Given text:

Alder Lake: Reinventing the multicore architecture, Alder Lake will be Intel's first performance hybrid architecture with the new Intel Thread Director. This is Intel's most intelligent client system-on-chip (SoC) architecture, featuring a combination of Efficient-cores and Performance-cores, scaling from ultra-mobile to desktop, and leading the industry transition with multiple industry leading I/O and memory. Products based on Alder Lake will begin shipping this year.
Xe HPG and Alchemist SoC: A new discrete graphics microarchitecture is designed to scale to enthusiast-class performance for gaming and creation workloads. The Xe HPG microarchitecture features a new Xe-core, a compute-focused programmable and scalable element, and full support for DirectX 12 Ultimate. New matrix engines inside the Xe-cores (referred to as Xe Matrix eXtensions, XMX) accelerate artificial intelligence workloads such as XeSS, a novel upscaling technology that enables high-performance and high-fidelity gaming. Xe HPG-based Alchemist SoCs (formerly code-named DG2) will be coming to market in the first quarter of 2022 under the new Intel Arc brand.

Exercise instructions:
- 1) From the Intel architecture text, extract the passage between "Alder Lake: Reinventing" and "shipping this year.", inclusive.
- 2) Write what comes next in the Intel architecture text, picking up after its last sentence.

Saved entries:
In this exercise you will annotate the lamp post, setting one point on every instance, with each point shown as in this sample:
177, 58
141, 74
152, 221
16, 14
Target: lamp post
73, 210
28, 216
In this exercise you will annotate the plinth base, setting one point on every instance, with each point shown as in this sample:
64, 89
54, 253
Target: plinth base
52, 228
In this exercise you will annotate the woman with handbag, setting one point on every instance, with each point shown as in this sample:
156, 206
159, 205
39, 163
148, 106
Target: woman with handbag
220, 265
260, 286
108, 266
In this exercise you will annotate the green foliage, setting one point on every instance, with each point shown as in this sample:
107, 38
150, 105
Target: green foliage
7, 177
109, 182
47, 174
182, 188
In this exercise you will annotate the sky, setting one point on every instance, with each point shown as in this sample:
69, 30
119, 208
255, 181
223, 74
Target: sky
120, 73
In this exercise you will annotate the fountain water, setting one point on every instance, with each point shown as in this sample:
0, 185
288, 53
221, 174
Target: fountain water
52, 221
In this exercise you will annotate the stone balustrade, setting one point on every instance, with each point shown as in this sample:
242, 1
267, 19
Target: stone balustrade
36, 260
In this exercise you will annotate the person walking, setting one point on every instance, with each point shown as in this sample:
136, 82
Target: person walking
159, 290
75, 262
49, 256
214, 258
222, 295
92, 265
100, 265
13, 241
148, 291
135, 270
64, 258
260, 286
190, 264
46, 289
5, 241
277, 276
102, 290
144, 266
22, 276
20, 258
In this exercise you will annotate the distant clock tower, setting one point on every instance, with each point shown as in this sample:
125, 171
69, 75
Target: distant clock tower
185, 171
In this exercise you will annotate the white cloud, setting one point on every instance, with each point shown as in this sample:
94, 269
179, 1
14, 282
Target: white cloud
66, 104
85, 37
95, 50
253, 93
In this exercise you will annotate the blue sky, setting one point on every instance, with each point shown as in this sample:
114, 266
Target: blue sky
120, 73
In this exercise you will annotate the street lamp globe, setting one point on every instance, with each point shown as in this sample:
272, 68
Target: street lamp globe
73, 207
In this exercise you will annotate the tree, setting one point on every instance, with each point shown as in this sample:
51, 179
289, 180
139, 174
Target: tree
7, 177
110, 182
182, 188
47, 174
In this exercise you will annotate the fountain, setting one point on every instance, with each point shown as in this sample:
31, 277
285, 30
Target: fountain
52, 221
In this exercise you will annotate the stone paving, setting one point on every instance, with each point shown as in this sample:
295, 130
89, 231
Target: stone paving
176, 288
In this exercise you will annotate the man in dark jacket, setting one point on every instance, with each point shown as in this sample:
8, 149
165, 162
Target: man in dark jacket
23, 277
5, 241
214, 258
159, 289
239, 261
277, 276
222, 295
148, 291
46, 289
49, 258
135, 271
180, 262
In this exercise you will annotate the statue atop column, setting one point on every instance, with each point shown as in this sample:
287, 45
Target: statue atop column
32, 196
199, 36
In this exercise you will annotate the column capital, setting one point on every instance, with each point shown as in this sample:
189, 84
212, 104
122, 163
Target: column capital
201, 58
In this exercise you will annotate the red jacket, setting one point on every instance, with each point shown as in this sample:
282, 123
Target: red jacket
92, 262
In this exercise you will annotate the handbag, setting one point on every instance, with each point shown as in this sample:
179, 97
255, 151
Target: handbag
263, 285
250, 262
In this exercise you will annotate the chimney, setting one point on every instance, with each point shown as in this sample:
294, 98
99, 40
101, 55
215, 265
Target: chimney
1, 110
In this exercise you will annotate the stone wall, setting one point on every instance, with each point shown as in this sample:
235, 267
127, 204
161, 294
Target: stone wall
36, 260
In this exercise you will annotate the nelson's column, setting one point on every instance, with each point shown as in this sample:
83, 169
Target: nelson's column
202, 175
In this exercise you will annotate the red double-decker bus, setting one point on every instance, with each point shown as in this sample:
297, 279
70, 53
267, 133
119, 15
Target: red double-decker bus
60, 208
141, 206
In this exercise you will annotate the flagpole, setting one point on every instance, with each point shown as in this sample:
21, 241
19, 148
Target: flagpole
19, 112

Activity answers:
- 1)
Alder Lake: Reinventing the multicore architecture, Alder Lake will be Intel's first performance hybrid architecture with the new Intel Thread Director. This is Intel's most intelligent client system-on-chip (SoC) architecture, featuring a combination of Efficient-cores and Performance-cores, scaling from ultra-mobile to desktop, and leading the industry transition with multiple industry leading I/O and memory. Products based on Alder Lake will begin shipping this year.

- 2)
Sapphire Rapids: Combining Intel's Performance-cores with new accelerator engines, Sapphire Rapids sets the standard for next-generation data center processors. At the heart of Sapphire Rapids is a tiled, modular SoC architecture that delivers significant scalability while still maintaining the benefits of a monolithic CPU interface thanks to Intel's EMIB multi-die interconnect packaging technology and advanced mesh architecture.
Infrastructure Processing Unit: Mount Evans is Intel's first dedicated ASIC-based IPU, along with a new FPGA-based IPU reference platform, Oak Springs Canyon. With an Intel IPU-based architecture, cloud service providers (CSPs) can maximise data centre revenue by offloading infrastructure tasks from CPUs to IPUs. Offloading infrastructure tasks to the IPU allows CSPs to rent 100 per cent of their server CPUs to customers.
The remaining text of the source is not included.